→ **TEXT PROVIDED**
## start

The Marble Mountains of Northern California bring to mind some of the beauty of the Washington Cascades. The white craggy cliffs above. The deep, alpine, glaciated lakes. The vast, sweeping, steep meadows of wildflowers cascading down from the barren, snow-pocked peaks. Distant endless mountaintops fading in monochrome blues.

We camped last night on a whim with three other hikers -- Jym Beam, The Rain Queen, and Beer Poet. They had all hiked together on the AT in 2001 and had randomly run into each other yesterday afternoon. It was a fun reunion. Sitting at a campfire, telling stories, reminiscing, it was really nice -- something we don't experience much out here, just the two of us.

Jym Beam and the Rain Queen are also known as "The Newlyweds." This trek is their honeymoon. They were married in late May and at the last minute threw together their things and set out on this hike as a celebration of their commitment to one another. Beer Poet is a performer, a story teller, a lover of adventure and beer. I wish that I had recorded some of his spoken word pieces and poems; he was quite good, very charismatic. We all sat together. They talked a great deal about the AT, recalling names, places, towns and bars along the way (they were all very much into drinking). Eliza and I ate a late dinner by the fire, joining in at times, listening, happy for the company. At one point we all remember the events of September 11th, 2001 together, each one of us thinking and speaking of where we were, what we were doing, how it effected us. It was an interesting evening. We felt a strange connection between us all.



Today has been very beautiful, and difficult as well. The terrain has turned out to be pretty tough. My shoes are giving me a little trouble as well. Hopefully, they are just breaking in . . .

August 10: Seiad Valley

Down the mountain we flew this morning into Seiad Valley and the 51st State of Jefferson, USA. I don't know much of the history of this area, but it seems like it must have an interesting one tucked away somewhere. Isolated out here in the middle of endless green mountains. Backwoods; Live Free or Die. The logging industry has always lived here. Agriculturally, the whole region, stretching over the Humboldt County on the coast, is reknowned for its annually abundant and robust marijuana crop. Old hippie motorcycle towns. Vineland, in the flesh.

The town of Seiad Valley is one the very few that the PCT actually passes directly through. The Klamath River rolls heavy and sure down through the valley, a shining, snaking beauty seen from above. We had heard vague rumors of the town over this past week -- that the whole ordeal would be one big hurdle on the trail, that sacks of weed would come hurled at us from all sides, that we wouldn't ever want to leave. One thing we knew of for sure as we walked down Route 96 into town, past a few houses with their great overgrown gardens and kitsch, colorful lawn art sprawling out over the land -- we knew of the Seiad Valley Pancake Challenge.

## end

→ **TASK INSTRUCTIONS**
Reproduce the trail journal word for word, starting with "The Marble Mountains" and going on through "the two of us.". Draw only on the trail journal above when working.

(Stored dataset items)
## start

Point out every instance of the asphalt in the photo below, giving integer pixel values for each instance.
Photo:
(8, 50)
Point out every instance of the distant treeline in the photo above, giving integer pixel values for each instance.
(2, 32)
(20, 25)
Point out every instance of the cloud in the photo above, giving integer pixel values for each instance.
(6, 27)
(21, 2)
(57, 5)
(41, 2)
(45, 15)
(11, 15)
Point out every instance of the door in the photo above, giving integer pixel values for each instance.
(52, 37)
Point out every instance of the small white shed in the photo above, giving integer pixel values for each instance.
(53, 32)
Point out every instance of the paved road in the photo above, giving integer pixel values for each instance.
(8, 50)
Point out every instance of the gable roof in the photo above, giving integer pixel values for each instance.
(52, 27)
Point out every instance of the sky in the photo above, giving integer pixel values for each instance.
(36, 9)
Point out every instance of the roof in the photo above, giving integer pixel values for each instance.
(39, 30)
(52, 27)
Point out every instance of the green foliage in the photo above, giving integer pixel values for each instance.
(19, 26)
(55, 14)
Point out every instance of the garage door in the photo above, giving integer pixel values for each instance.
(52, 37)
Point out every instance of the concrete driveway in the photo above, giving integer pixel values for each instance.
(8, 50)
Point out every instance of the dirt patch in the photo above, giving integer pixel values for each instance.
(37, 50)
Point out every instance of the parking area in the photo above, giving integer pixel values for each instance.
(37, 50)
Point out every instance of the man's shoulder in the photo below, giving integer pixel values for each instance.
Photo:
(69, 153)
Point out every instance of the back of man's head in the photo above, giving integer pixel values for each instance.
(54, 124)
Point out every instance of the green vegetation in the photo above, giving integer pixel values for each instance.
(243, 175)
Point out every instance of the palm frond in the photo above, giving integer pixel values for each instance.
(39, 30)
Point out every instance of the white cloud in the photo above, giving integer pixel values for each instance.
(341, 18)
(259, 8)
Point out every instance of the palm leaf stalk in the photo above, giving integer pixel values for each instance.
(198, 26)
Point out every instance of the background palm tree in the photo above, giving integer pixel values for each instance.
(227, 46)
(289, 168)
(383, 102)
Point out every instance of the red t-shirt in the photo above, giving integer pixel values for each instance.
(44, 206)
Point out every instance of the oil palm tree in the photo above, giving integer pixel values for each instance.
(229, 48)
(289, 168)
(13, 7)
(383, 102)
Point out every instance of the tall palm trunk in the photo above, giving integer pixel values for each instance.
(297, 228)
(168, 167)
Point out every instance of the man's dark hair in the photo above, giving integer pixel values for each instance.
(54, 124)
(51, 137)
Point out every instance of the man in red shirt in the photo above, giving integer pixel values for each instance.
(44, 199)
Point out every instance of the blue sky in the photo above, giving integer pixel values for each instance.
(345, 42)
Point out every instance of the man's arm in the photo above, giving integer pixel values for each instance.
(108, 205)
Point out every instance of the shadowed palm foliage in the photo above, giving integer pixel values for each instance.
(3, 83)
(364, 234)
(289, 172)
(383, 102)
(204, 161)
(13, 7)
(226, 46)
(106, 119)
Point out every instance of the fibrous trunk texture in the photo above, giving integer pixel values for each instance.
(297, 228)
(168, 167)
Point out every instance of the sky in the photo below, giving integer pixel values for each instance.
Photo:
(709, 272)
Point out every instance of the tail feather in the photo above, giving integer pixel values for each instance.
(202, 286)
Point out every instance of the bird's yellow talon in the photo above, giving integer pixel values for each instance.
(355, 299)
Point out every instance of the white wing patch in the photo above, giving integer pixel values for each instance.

## end

→ **RESULT**
The Marble Mountains of Northern California bring to mind some of the beauty of the Washington Cascades. The white craggy cliffs above. The deep, alpine, glaciated lakes. The vast, sweeping, steep meadows of wildflowers cascading down from the barren, snow-pocked peaks. Distant endless mountaintops fading in monochrome blues.

We camped last night on a whim with three other hikers -- Jym Beam, The Rain Queen, and Beer Poet. They had all hiked together on the AT in 2001 and had randomly run into each other yesterday afternoon. It was a fun reunion. Sitting at a campfire, telling stories, reminiscing, it was really nice -- something we don't experience much out here, just the two of us.